* Begin RECORDS SHOWN *
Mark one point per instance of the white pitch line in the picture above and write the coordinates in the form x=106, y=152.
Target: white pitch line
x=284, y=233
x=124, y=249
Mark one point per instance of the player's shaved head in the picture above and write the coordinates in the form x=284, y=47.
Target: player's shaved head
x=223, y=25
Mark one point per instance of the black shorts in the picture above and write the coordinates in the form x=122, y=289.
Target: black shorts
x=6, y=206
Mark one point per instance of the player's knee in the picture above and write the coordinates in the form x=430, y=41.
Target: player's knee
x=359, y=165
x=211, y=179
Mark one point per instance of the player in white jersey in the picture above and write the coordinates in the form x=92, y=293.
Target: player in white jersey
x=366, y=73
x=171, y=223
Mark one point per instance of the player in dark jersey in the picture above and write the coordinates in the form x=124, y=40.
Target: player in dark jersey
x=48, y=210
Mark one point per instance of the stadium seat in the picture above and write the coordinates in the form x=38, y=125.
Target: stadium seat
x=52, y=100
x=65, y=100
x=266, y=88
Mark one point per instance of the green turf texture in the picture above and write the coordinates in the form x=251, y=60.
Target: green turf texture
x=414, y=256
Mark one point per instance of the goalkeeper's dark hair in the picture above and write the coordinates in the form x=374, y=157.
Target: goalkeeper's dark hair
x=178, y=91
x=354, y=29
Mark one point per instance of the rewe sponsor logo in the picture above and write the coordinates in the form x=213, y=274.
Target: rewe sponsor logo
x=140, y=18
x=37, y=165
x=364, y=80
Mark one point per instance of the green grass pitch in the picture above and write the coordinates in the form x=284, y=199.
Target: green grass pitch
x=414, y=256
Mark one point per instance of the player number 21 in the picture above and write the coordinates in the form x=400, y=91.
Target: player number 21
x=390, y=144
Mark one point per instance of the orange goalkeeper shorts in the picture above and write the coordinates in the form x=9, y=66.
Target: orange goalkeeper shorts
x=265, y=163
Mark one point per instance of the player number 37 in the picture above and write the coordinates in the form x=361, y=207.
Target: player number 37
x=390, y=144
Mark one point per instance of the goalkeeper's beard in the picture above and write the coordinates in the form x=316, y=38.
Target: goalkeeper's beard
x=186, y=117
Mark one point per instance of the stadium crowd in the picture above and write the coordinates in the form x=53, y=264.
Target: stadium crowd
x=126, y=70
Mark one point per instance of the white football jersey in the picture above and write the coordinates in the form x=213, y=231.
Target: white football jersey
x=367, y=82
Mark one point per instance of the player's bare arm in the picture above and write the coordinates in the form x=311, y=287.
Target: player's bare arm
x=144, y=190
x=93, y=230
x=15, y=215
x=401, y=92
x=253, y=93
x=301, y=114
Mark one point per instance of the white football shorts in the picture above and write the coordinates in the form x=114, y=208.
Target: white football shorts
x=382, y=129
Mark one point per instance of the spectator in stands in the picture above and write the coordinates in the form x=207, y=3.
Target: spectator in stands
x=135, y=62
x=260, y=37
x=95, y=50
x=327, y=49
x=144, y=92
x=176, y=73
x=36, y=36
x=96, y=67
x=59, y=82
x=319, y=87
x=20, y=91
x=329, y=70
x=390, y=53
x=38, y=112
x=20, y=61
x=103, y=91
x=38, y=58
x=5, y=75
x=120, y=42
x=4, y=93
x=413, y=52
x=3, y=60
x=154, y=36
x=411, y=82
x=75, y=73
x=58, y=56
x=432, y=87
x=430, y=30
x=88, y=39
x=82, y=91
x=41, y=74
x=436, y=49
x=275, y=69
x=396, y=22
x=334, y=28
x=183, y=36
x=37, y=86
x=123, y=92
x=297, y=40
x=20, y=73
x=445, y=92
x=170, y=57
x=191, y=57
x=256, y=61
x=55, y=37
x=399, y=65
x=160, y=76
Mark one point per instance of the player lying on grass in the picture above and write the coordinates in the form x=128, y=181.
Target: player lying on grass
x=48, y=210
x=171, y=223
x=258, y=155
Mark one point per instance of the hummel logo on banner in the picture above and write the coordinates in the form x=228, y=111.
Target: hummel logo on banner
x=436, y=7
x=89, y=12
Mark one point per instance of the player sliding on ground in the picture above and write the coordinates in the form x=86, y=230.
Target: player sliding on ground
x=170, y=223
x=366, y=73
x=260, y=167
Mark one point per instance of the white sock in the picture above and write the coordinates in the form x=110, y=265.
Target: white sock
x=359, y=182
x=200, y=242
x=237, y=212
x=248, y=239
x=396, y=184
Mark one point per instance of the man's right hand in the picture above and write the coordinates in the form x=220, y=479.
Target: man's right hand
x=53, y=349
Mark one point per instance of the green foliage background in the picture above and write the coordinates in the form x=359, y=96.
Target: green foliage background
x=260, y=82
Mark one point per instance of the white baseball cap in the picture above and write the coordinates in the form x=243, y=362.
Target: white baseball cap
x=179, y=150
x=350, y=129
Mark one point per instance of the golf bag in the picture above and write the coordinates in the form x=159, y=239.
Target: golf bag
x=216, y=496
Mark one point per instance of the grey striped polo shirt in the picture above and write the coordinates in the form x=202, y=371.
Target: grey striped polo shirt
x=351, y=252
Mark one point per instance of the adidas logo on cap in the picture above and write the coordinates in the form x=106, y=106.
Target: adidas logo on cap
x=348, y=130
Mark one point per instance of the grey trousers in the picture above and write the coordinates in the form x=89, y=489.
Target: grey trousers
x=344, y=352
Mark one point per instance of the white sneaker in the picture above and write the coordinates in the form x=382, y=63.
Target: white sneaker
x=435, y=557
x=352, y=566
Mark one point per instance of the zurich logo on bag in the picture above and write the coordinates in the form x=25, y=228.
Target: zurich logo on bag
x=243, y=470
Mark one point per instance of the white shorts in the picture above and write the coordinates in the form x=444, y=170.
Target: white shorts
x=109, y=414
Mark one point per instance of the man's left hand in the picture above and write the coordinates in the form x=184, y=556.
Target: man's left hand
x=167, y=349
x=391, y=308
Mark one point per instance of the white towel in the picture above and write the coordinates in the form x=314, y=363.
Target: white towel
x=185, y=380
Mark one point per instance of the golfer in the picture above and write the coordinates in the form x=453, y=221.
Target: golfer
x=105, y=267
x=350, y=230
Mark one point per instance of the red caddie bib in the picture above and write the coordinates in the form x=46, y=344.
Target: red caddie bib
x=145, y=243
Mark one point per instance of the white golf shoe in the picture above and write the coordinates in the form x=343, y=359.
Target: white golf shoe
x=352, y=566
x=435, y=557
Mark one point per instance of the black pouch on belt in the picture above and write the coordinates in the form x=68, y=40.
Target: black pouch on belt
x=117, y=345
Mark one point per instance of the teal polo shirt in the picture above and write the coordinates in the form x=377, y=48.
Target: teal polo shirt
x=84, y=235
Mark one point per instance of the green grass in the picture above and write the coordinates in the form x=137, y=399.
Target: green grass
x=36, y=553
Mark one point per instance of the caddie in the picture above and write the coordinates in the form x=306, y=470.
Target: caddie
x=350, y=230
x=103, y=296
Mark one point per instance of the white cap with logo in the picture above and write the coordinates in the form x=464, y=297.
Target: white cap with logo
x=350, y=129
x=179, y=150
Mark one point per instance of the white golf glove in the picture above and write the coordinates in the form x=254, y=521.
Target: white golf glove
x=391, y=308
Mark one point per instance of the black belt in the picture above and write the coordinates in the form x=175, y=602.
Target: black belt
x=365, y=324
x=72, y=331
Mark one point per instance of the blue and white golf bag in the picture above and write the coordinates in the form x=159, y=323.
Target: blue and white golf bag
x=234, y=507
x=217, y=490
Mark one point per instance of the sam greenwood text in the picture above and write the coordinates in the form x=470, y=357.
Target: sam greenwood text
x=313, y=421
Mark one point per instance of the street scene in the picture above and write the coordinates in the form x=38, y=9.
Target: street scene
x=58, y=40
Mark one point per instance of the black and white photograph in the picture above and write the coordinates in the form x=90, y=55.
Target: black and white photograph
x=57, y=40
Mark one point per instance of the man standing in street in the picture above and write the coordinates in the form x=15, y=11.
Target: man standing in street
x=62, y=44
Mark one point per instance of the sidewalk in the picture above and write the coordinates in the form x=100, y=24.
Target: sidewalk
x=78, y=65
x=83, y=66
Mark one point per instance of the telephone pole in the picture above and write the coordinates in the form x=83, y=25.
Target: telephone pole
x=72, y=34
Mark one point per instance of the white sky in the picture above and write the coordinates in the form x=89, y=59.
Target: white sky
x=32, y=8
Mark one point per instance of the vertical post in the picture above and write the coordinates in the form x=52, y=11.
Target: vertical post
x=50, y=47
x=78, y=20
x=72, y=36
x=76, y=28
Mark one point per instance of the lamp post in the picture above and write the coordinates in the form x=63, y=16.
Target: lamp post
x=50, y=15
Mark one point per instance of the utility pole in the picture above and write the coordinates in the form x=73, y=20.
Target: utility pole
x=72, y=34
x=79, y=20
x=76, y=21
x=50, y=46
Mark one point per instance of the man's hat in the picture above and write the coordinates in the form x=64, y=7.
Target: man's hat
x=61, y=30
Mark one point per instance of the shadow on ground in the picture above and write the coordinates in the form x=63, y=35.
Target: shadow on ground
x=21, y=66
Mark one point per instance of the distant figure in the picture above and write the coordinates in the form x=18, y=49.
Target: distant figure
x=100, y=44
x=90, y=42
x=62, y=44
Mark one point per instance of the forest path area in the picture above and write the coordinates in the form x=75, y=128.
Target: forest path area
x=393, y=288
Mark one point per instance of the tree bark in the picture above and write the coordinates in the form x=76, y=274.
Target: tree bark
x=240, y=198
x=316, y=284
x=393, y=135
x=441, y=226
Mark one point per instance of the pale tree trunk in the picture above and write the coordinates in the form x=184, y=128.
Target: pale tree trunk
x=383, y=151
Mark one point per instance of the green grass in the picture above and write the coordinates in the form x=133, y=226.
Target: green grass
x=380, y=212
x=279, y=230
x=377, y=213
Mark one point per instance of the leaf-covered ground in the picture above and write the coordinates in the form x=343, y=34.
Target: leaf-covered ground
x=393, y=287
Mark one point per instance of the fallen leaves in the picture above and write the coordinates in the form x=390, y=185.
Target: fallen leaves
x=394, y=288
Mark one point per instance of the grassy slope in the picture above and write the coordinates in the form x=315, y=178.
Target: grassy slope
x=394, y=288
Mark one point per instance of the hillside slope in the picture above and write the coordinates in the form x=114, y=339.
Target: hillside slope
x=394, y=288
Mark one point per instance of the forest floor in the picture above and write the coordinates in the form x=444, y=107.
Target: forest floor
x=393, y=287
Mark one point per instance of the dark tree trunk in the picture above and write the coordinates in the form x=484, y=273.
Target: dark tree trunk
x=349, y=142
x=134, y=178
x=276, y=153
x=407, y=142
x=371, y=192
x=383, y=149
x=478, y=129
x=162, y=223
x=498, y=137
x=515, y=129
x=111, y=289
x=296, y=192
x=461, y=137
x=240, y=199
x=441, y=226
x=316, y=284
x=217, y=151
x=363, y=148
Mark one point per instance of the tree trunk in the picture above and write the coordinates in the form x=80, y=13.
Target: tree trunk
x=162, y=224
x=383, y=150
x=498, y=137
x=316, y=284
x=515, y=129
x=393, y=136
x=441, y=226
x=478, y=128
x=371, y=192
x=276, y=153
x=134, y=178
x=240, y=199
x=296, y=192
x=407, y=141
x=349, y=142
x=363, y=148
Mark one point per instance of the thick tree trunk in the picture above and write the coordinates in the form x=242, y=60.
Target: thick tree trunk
* End RECORDS SHOWN *
Rename "Target" to "Label" throughout the stretch from the start of the records through the line containing "x=211, y=179", and give those lines again with nothing else changed.

SOLUTION BELOW:
Mark one point per instance of the white pitch line in the picture above and write the coordinates in the form x=106, y=152.
Label: white pitch line
x=284, y=233
x=124, y=249
Mark one point per instance of the player's shaved head in the picture above and write the coordinates in the form x=284, y=47.
Label: player's shaved head
x=223, y=25
Mark one point per instance of the black shorts in the picture above and write the coordinates in the form x=122, y=289.
Label: black shorts
x=6, y=206
Mark one point per instance of the player's knee in the picture above and write the coordinates in the form x=430, y=41.
Label: player's knee
x=359, y=165
x=211, y=179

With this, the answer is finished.